### Exercise task
Please continue the passage on variable latency units and real-time hardware scheduling, picking up right after its last sentence.

### Source excerpt
----

Variable latency components are in a way similar to nonmanifest loops. Both types of components have a datadependent latency. In the case of variable latency components, the latency of the loop-body is data dependent and the number of iterations is a constant. In the case of nonmanifest loops, the latency of the loop-body is a constant and the number of loop iterations is variable based on the input data.

Silvia M. Mueller [3] addresses the problem of dynamically scheduling the body-part of a variable latency functional-unit. In her work she mentions that the scheduling of multiple functional units can be split up into two parts: (a) Global scheduling, this scheduling governs the interaction between the functional units. Many scheduling algorithms can not cope with variable latency units as they require prior knowledge of the latency and the required resources. However schedulers based on the Tomasulo algorithm make no prior assumption of the functional units latency and hence are suited for the global scheduling problem. (b) Local scheduling, which is the scheduling of resources within a variable latency unit. Due to multiple paths within the body-part of a variable latency unit, a situation can exist were instructions would compete for resources, it is the task of the local scheduler to ensure that within a functional unit there are no contentions on the busses, and that no data is lost. The local scheduler devised, schedules instructions competing for a resource based on their age. The oldest instruction in the stream gets the resource. This ensures that the latency of the functional units is never increased as in the case of simple FIFO queues based schedulers.

Vijay Raghunathan, Srivaths Ravi, and Ganesh Lakshminarayana [6] address the problem of integrating variable latency components into high-level synthesis. In their work they show that with variable latency components throughput could be gained if the components were properly placed on the critical paths. Improper placement of the components could lead to decreased throughput. Since extra overhead imposed by variable latency components usually leads to increased chip area, they present a technique to further reduce the chip area overhead. This technique is based on the concept of reduced latency units.

L. Benini, E.Macii, M.Poncino, and G.De Micheli [7] address the performance issues related to the optimization of VLSI designs. In their work they introduce the concept of *telescopic units*, which is in essence another term for variable latency units. They show that every constant latency unit can be transformed into a variable latency unit by adding a signal for detecting completion. In this case the output of the circuit is available as soon as it is ready as opposed to being constrained by the worst case delay of the circuit.

# **3** Background Theory

In a real time embedded system the latency of the individual computational units play a big role and it is important to know the latency of the system in advance. If the computational units of the system have a non-manifest behavior, it is difficult to statically determine the latency. The approach presented in this paper is to determine the required latency and the number of computational resources based on prior knowledge of the work load needed in order to process the input data. In [1] the following formal problem description was presented: Given an input data stream with known maximum workload bound B on a stream window of size m, hence  $WL(t,m) \leq B$ , and a data dependent nonmanifest loop algorithm A with known bounds  $CL_{min_A}$  and  $CL_{max_A}$ , devise a real time hardware scheduler that will meet the workload WL(t, m) of the system, produce an output that is synchronous with the input in a time frame of at most m time units, and finally determine the resources of the system and their allocation.

----

### Information supplied
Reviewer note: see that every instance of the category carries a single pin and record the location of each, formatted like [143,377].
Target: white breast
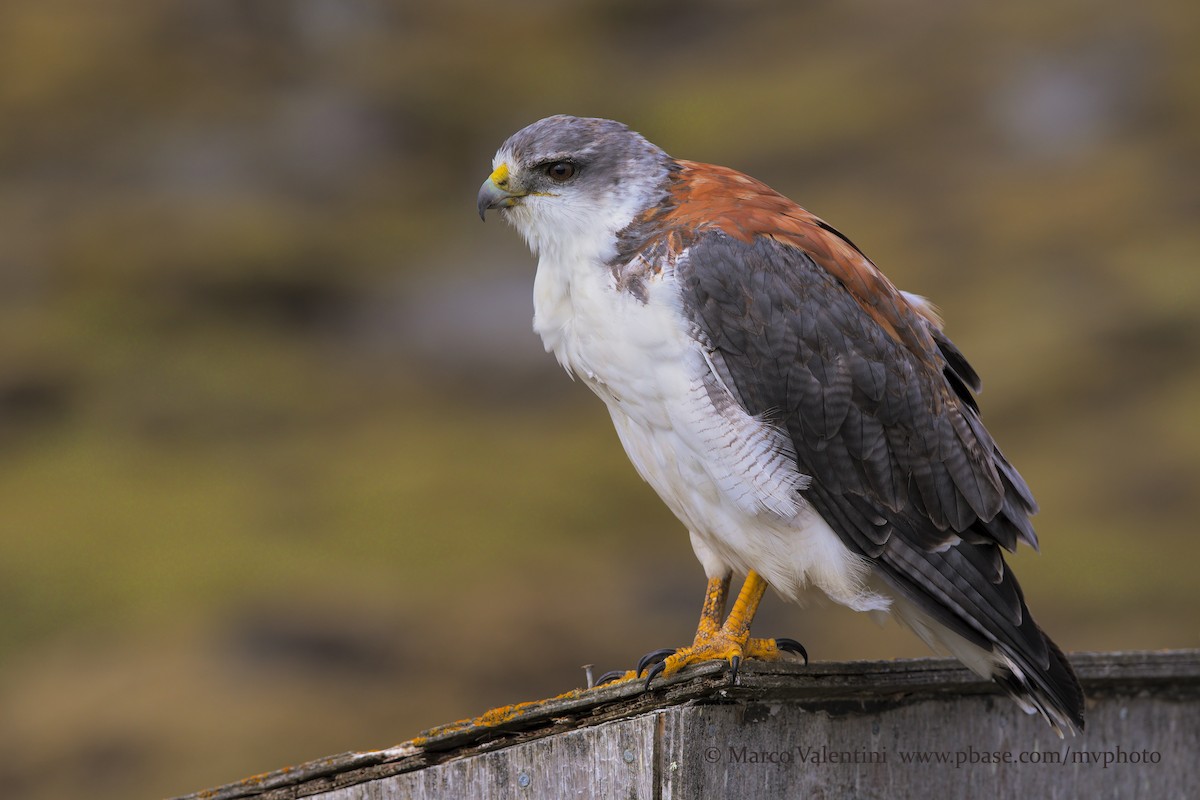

----

### Result below
Further in the problem formulation it is assumed that each time unit is equivalent to a single computation cycle of the non-manifest loop and that each resource, is capable of performing one computation cycle within one time unit.  $CL_A(v)$  denotes the number of computation cycles algorithm A would require in order to perform its computation on the input value v.  $CL_{max_A}$  is the maximum number of computation cycles needed by algorithm A. WL(t, m)is the accumulated workload on an input stream-window of length m for a given algorithm A. B is the maximum, or upper bound, of the accumulated workload.

The following relations hold:

$$WL(t,m) = \sum_{j=t}^{t+m-1} CL_A(v_j) \qquad \forall t, m \in \mathbb{N}$$
 (1)

$$WL(t,m) \le B$$
 (2)

And finally we state that:

$$m \ge CL_{max} + \left\lfloor \frac{B - CL_{max} + \frac{N_{res} \times (N_{res} - 1)}{2}}{N_{res}} \right\rfloor - N_{res}$$
(3)

$$N_{res} \le CL_{max}$$
 (4)

Where  $N_{res}$  is the number of resources available to the scheduler. For proof of equation 3 see [1].

In order to devise a hardware scheduler for a given algorithm A and known  $CL_{max}$  value we iterate on various values of m and  $N_{res}$  until an optimum solution, in terms of either window size or minimum number of resources, is found which will satisfy equation 3.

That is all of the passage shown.